Given text:
......
In Greek mythology, Ceryx /ˈsɪərɪks, ˈsrɪks/ (Ancient Greek: Κῆρυξ Kērux, literally "herald"[1]) was a son of Hermes and either Pandrosus[2] or Agraulus.[3] He was, like his father, a messenger. But the kêryx career began as a humble cook for the tribe, a skill Hermes demonstrates in his cooked meat offerings on the Twelve Gods Altar set in place 522BC by Peisistratos III in Athens. The Homeric Hymn to Hermes 128 recalls the young god cutting out and laying up twelve steaks on a flat rock or platamoni," the 12 Gods altar.


According to Pausanias, he was the youngest son of Eumolpus,[3] one of the first priests of Demeter at Eleusis and a founder of the Eleusinian Mysteries.

He founded the two families of high priests in Eleusis: the ceryces (or Ceryces), a family of priests in Athens, and the Eumolpidae.
......
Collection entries
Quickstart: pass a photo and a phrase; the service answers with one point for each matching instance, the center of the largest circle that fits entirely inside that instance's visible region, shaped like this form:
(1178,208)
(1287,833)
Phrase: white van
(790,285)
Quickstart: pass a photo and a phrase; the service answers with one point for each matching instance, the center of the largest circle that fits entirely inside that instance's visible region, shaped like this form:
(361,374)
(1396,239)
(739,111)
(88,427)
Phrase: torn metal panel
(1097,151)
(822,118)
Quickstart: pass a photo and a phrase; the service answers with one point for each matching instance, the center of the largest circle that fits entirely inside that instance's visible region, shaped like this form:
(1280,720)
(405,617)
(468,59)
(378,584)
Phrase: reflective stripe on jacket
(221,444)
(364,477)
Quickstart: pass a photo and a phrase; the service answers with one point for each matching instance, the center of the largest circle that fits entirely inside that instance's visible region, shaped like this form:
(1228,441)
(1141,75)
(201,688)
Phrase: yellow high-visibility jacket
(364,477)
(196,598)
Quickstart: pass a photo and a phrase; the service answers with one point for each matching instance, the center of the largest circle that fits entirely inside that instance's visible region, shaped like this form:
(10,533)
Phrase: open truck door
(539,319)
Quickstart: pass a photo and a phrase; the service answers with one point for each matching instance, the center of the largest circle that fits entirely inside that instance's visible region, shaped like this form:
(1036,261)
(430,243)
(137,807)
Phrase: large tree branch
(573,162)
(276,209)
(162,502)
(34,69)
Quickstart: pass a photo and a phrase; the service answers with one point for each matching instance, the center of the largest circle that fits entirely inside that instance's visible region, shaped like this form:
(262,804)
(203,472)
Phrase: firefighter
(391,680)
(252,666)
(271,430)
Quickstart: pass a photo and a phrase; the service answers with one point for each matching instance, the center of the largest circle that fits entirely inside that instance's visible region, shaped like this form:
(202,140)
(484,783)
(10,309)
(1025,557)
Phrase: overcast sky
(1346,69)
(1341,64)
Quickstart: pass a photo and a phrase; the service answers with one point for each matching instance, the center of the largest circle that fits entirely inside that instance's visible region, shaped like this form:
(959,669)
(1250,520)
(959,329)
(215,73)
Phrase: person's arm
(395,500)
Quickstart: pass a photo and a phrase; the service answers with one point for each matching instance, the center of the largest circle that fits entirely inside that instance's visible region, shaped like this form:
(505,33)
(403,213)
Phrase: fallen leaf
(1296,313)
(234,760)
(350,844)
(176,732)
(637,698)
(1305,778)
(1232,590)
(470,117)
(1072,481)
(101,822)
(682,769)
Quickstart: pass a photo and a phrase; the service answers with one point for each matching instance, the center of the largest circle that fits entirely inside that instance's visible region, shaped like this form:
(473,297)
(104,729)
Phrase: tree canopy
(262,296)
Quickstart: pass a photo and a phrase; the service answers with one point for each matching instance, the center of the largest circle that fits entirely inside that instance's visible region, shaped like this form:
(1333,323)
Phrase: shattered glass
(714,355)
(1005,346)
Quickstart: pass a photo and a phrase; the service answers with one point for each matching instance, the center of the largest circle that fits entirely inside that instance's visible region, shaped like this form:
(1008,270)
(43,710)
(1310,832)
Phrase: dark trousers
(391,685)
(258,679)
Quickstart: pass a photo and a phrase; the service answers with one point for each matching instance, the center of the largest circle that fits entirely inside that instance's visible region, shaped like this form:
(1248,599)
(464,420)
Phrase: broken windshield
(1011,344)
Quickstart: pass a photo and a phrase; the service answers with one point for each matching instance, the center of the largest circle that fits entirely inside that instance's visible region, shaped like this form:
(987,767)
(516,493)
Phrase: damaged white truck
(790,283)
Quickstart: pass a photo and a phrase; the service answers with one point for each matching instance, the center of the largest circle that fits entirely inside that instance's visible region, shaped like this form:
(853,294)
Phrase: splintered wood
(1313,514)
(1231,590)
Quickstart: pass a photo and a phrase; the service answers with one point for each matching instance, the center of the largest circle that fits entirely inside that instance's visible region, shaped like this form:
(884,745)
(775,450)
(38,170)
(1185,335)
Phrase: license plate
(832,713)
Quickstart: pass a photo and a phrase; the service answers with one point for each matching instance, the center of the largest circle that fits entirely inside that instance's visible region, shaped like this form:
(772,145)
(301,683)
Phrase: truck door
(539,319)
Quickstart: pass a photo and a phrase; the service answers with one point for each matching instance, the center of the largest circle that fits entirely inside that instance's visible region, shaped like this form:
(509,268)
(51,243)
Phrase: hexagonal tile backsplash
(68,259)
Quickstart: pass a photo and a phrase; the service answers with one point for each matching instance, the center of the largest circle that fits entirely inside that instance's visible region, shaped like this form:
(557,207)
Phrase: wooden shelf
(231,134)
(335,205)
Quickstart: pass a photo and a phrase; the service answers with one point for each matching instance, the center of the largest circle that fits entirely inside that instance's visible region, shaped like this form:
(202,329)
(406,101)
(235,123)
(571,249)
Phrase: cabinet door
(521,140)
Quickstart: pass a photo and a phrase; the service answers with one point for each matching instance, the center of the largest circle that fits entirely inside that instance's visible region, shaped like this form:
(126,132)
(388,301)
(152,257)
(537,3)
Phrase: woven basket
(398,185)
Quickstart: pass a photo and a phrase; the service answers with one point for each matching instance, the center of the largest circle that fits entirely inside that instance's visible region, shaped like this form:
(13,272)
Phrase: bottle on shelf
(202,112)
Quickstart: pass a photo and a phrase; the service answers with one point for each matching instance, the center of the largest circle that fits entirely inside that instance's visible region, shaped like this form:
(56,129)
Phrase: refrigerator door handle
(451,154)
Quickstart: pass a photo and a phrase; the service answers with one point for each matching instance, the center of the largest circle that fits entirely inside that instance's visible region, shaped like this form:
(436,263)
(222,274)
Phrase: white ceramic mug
......
Objectives:
a) Answer these questions using the text on Ceryx:
(i) Who are named as Ceryx's parents in the opening paragraph?
(ii) According to Pausanias, whose son was Ceryx?
(iii) Which two families of high priests did Ceryx found?
b) Shorten the paragraph beginning "In Greek mythology, Ceryx" from the text on Ceryx, keeping its main facts.
c) Resume the text on Ceryx, picking up after its final sentence.

Written answers:
a)
(i) Hermes and either Pandrosus or Agraulus.
(ii) He was the youngest son of Eumolpus.
(iii) The Ceryces and the Eumolpidae.

b) In Greek mythology, Ceryx (Greek Kērux, "herald") was a son of Hermes and either Pandrosus or Agraulus, and like his father a messenger. The kêryx career began as a humble cook for the tribe. Hermes shows this skill in his cooked meat offerings on the Twelve Gods Altar, which Peisistratos III set up in Athens in 522 BC. The Homeric Hymn to Hermes 128 describes the young god cutting twelve steaks and laying them out on a flat rock, the Twelve Gods altar.

c)
In Homer’s time, ceryx was a profession of trusted attendants or retainers of a chieftain. The role of ceryces /ˈsɛrɪˌsz/ expanded, however, to include acting as inviolable messengers between states, even in time of war, proclaiming meetings of the council, popular assembly, or court of law, reciting there the formulas of prayer, and summoning persons to attend. Hermes, himself the ceryx of the gods, was their patron and carried the caduceus (Latin corruption of Ancient Greek kerykeion), the herald’s staff.[4]

In popular culture[edit]

  • Ceryx appears in the mobile game God of War: Betrayal and serves as the game's final boss. He attempted to warn Kratos about the consequences of his bloody rampage across Greece. Kratos killed him for interfering in his pursuit of the mysterious assassin.


  1. ^ Robin Hard. The Routledge Handbook of Greek Mythology (2004)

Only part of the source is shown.